EXTRACTED INFORMATION
----

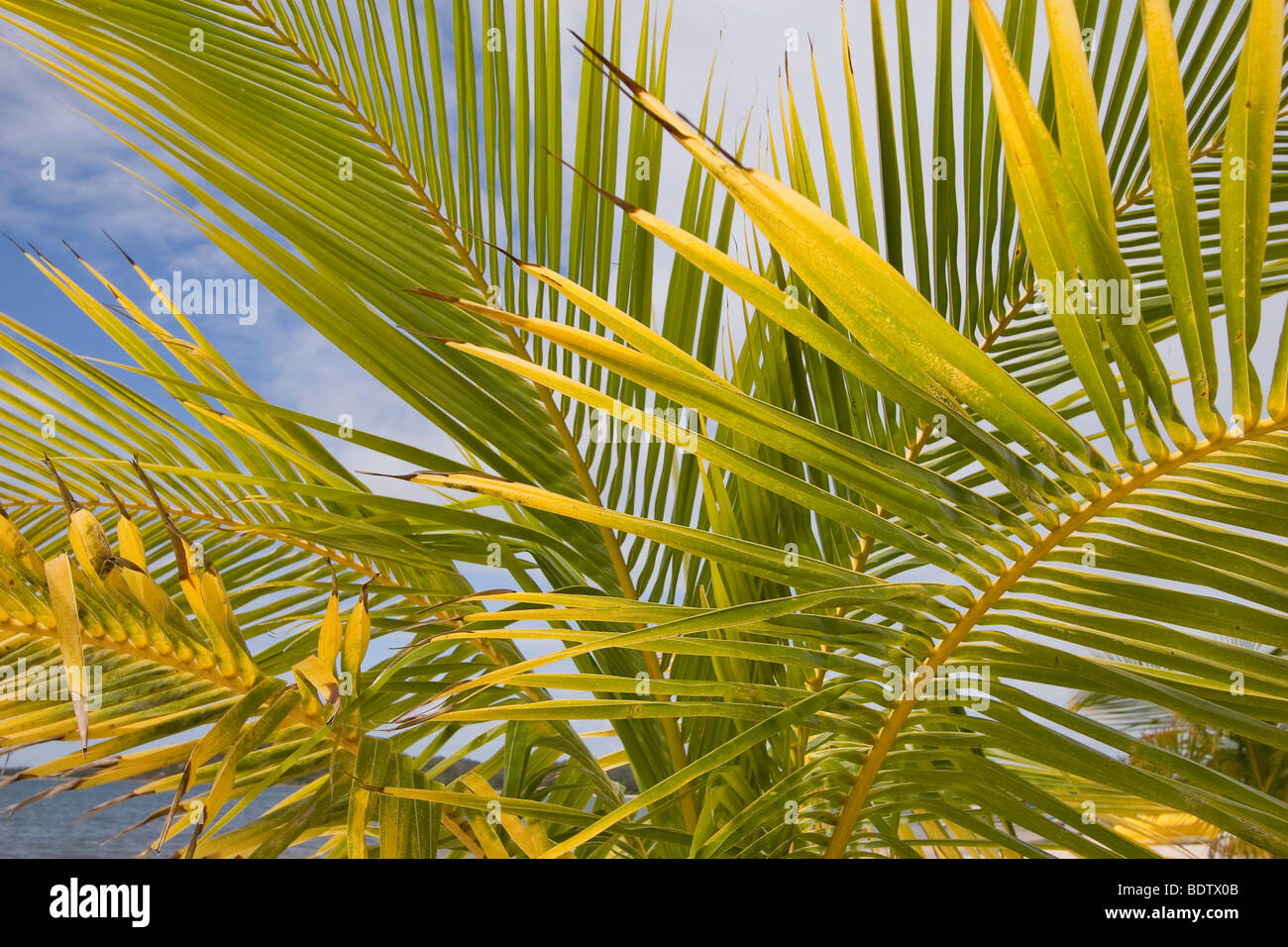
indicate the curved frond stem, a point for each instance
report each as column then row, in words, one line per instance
column 893, row 725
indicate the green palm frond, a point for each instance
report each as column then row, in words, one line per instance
column 915, row 416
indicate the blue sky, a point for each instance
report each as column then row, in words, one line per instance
column 279, row 355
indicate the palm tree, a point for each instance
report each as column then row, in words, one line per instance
column 912, row 416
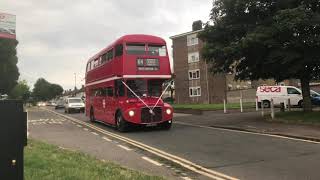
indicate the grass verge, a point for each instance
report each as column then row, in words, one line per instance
column 44, row 161
column 298, row 117
column 212, row 107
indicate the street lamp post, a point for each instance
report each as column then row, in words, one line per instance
column 75, row 81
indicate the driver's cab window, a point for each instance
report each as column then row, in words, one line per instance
column 119, row 88
column 293, row 91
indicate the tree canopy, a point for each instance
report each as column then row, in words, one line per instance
column 20, row 91
column 265, row 39
column 43, row 90
column 9, row 73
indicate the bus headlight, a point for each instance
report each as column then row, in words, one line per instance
column 131, row 113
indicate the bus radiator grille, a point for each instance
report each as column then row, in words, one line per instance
column 147, row 117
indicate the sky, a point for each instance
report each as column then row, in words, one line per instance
column 56, row 38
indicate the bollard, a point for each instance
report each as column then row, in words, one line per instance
column 272, row 109
column 262, row 109
column 241, row 107
column 285, row 104
column 289, row 105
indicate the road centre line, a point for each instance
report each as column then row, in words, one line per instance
column 186, row 178
column 178, row 160
column 107, row 139
column 124, row 147
column 248, row 132
column 94, row 133
column 151, row 161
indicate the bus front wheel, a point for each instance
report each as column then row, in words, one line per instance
column 166, row 125
column 121, row 124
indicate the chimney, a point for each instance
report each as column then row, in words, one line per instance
column 197, row 25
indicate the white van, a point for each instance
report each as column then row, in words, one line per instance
column 279, row 94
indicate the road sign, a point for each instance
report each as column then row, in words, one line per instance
column 7, row 26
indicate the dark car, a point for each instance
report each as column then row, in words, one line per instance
column 59, row 105
column 315, row 98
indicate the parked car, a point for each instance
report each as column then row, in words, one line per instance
column 315, row 98
column 73, row 104
column 59, row 104
column 279, row 94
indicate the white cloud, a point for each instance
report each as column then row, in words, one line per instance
column 57, row 37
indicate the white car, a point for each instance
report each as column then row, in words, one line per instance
column 279, row 94
column 73, row 104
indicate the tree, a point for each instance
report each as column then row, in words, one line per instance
column 56, row 90
column 20, row 91
column 265, row 39
column 9, row 72
column 43, row 90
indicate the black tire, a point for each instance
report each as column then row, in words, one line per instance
column 121, row 124
column 166, row 125
column 92, row 118
column 266, row 104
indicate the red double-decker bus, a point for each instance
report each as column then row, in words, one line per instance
column 124, row 83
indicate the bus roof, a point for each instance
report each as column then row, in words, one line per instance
column 131, row 38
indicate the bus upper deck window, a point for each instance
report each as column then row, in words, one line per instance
column 119, row 50
column 157, row 50
column 136, row 49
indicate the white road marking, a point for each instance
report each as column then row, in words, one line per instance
column 186, row 178
column 151, row 161
column 173, row 158
column 124, row 147
column 107, row 139
column 94, row 133
column 246, row 132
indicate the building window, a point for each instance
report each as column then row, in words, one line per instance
column 195, row 91
column 192, row 40
column 193, row 57
column 194, row 74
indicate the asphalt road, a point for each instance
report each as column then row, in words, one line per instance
column 53, row 129
column 241, row 155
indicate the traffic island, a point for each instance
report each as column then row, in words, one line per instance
column 45, row 161
column 298, row 117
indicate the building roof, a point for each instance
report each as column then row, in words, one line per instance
column 185, row 34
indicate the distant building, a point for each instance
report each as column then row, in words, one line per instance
column 193, row 81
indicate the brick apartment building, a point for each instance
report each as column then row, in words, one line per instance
column 193, row 82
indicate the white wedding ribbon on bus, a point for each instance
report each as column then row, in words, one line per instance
column 151, row 109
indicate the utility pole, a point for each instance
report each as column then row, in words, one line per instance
column 75, row 81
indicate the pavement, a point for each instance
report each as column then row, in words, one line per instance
column 239, row 154
column 252, row 122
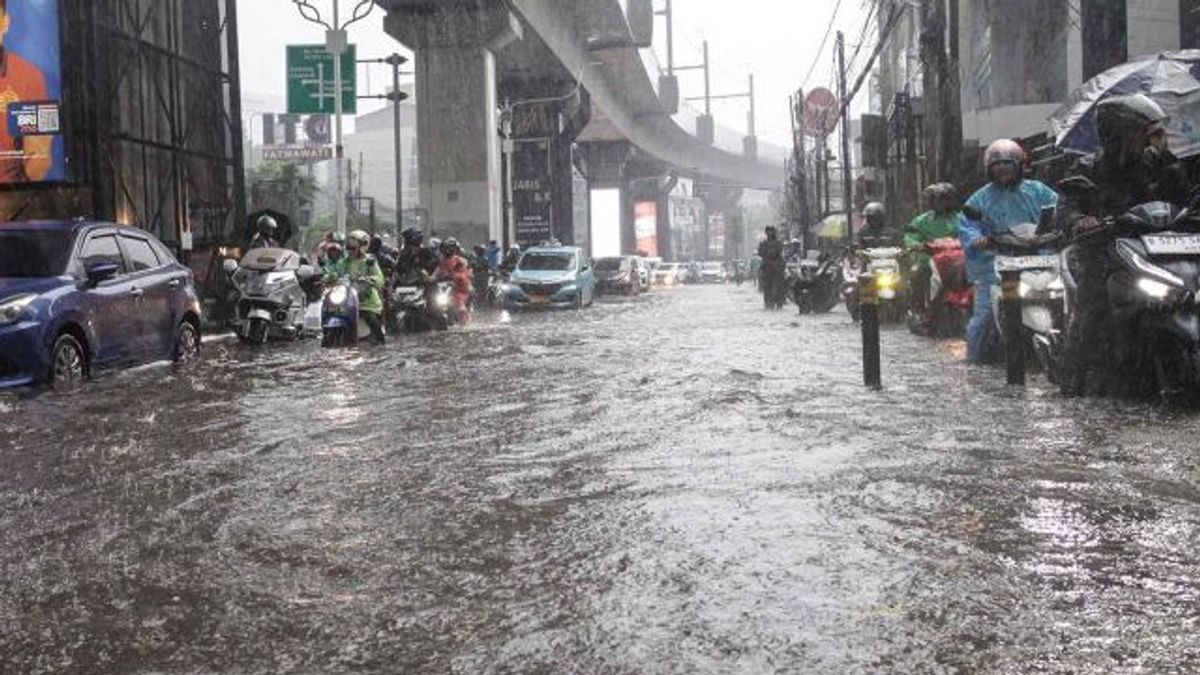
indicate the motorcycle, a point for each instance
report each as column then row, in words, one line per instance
column 1153, row 287
column 271, row 290
column 945, row 309
column 883, row 262
column 817, row 285
column 1024, row 250
column 423, row 308
column 340, row 326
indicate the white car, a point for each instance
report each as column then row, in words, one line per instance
column 669, row 274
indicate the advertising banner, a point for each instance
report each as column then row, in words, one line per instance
column 532, row 191
column 30, row 89
column 646, row 228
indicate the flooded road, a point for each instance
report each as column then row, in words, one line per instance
column 679, row 484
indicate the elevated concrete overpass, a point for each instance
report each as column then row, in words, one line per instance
column 575, row 87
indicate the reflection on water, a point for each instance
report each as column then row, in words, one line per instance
column 678, row 484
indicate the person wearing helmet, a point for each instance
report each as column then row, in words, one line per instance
column 367, row 276
column 940, row 222
column 773, row 269
column 1133, row 166
column 511, row 258
column 1007, row 199
column 267, row 230
column 415, row 263
column 875, row 228
column 455, row 269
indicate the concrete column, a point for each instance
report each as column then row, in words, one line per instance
column 459, row 144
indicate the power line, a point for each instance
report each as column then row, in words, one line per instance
column 823, row 42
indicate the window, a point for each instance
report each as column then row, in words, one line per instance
column 142, row 256
column 102, row 250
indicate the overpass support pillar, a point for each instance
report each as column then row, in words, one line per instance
column 459, row 144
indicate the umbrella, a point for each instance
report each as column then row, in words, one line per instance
column 1171, row 79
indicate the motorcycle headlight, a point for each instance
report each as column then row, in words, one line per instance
column 12, row 308
column 337, row 296
column 1134, row 260
column 1156, row 290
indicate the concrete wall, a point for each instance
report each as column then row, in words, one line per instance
column 1153, row 27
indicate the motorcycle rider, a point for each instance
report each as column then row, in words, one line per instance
column 267, row 231
column 415, row 263
column 940, row 222
column 455, row 269
column 1132, row 167
column 367, row 278
column 875, row 228
column 1008, row 199
column 773, row 268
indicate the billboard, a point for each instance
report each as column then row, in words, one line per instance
column 646, row 227
column 30, row 89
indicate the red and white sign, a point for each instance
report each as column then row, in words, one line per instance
column 821, row 112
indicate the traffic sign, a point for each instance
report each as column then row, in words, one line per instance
column 821, row 112
column 311, row 79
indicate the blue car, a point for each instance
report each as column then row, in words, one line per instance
column 79, row 297
column 552, row 276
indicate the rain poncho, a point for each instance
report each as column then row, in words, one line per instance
column 928, row 227
column 367, row 278
column 1002, row 208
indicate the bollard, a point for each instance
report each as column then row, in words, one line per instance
column 1012, row 327
column 869, row 318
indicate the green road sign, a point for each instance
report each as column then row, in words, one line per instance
column 311, row 81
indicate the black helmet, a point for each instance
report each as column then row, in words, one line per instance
column 1123, row 115
column 267, row 226
column 412, row 237
column 875, row 214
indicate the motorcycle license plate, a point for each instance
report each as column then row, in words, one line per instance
column 1017, row 263
column 1171, row 244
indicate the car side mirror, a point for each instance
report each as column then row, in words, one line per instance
column 100, row 273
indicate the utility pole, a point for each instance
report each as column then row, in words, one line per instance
column 396, row 96
column 847, row 189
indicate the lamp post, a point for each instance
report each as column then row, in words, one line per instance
column 336, row 43
column 396, row 96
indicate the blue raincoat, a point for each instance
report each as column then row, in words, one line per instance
column 1001, row 208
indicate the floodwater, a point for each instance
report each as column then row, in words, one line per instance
column 678, row 484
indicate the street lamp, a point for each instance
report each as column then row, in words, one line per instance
column 336, row 43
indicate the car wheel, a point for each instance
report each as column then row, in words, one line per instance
column 187, row 342
column 69, row 363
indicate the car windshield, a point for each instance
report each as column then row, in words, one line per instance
column 34, row 252
column 545, row 262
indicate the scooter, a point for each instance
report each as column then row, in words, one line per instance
column 340, row 326
column 817, row 286
column 1153, row 290
column 943, row 311
column 885, row 263
column 1032, row 252
column 424, row 308
column 271, row 292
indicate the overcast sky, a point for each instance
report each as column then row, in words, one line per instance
column 777, row 40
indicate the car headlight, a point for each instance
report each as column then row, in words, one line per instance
column 12, row 308
column 337, row 296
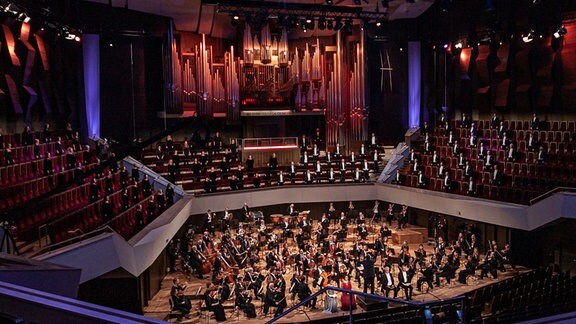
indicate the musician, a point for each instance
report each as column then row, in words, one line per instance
column 214, row 304
column 331, row 176
column 196, row 259
column 403, row 217
column 180, row 302
column 208, row 225
column 308, row 177
column 490, row 265
column 369, row 273
column 427, row 276
column 506, row 257
column 250, row 165
column 445, row 271
column 380, row 246
column 287, row 227
column 292, row 210
column 387, row 283
column 420, row 254
column 303, row 292
column 275, row 296
column 405, row 282
column 362, row 231
column 390, row 214
column 398, row 178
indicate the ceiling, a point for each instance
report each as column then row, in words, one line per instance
column 194, row 16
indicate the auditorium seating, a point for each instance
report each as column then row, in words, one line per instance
column 530, row 295
column 190, row 183
column 524, row 177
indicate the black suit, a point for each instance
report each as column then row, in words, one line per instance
column 387, row 282
column 405, row 280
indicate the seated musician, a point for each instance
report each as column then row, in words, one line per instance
column 420, row 255
column 363, row 231
column 244, row 299
column 469, row 270
column 275, row 296
column 490, row 265
column 213, row 303
column 388, row 284
column 287, row 227
column 405, row 282
column 180, row 302
column 506, row 257
column 445, row 271
column 427, row 276
column 303, row 291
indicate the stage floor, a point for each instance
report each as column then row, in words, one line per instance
column 159, row 307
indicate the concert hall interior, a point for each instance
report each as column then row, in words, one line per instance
column 190, row 161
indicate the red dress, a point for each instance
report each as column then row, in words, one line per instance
column 345, row 298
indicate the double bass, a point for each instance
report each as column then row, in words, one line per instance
column 345, row 297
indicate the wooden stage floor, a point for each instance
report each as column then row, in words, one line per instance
column 159, row 306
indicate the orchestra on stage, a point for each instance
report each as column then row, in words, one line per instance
column 292, row 256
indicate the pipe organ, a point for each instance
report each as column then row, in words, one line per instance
column 264, row 73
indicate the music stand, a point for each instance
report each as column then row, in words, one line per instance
column 7, row 243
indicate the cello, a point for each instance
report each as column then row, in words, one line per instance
column 345, row 297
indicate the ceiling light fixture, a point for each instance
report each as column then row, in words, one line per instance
column 560, row 32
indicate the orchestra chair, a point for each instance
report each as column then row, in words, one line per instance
column 174, row 314
column 207, row 313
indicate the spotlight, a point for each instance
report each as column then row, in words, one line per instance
column 310, row 23
column 322, row 23
column 528, row 38
column 560, row 32
column 338, row 24
column 348, row 26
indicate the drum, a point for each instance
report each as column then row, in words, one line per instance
column 206, row 267
column 471, row 280
column 276, row 218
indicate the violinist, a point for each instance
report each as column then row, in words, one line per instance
column 244, row 299
column 469, row 270
column 275, row 296
column 490, row 265
column 196, row 260
column 427, row 276
column 387, row 282
column 390, row 214
column 213, row 303
column 304, row 292
column 420, row 255
column 368, row 274
column 180, row 301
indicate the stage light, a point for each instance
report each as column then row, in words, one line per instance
column 322, row 23
column 338, row 24
column 528, row 38
column 348, row 26
column 330, row 24
column 560, row 32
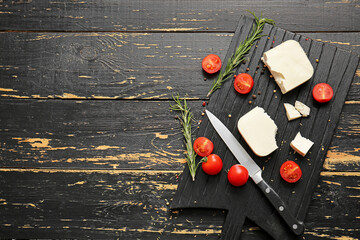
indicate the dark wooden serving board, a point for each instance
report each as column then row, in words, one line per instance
column 336, row 67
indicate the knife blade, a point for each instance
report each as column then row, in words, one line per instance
column 255, row 173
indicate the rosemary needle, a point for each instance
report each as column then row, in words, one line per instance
column 186, row 120
column 239, row 55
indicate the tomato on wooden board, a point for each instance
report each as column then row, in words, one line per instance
column 211, row 63
column 290, row 171
column 323, row 92
column 243, row 83
column 238, row 175
column 213, row 165
column 203, row 146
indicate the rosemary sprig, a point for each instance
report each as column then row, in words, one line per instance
column 185, row 120
column 239, row 55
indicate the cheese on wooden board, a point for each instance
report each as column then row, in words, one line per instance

----

Return verbatim the lines of the rows above, from the line containing "indicate the red and" up to and including the line containing "column 1002, row 208".

indicate the red and white sign, a point for each instance
report each as column then row, in words, one line per instance
column 821, row 112
indicate the traffic sign, a point for each instance
report each as column then row, in words, one line per instance
column 821, row 112
column 311, row 79
indicate the blue car, a point for each instance
report each as column then row, in words, one line per instance
column 79, row 297
column 552, row 276
indicate the rain poncho, a point for each instance
report each as column then row, in words, one line per instance
column 928, row 227
column 367, row 278
column 1002, row 208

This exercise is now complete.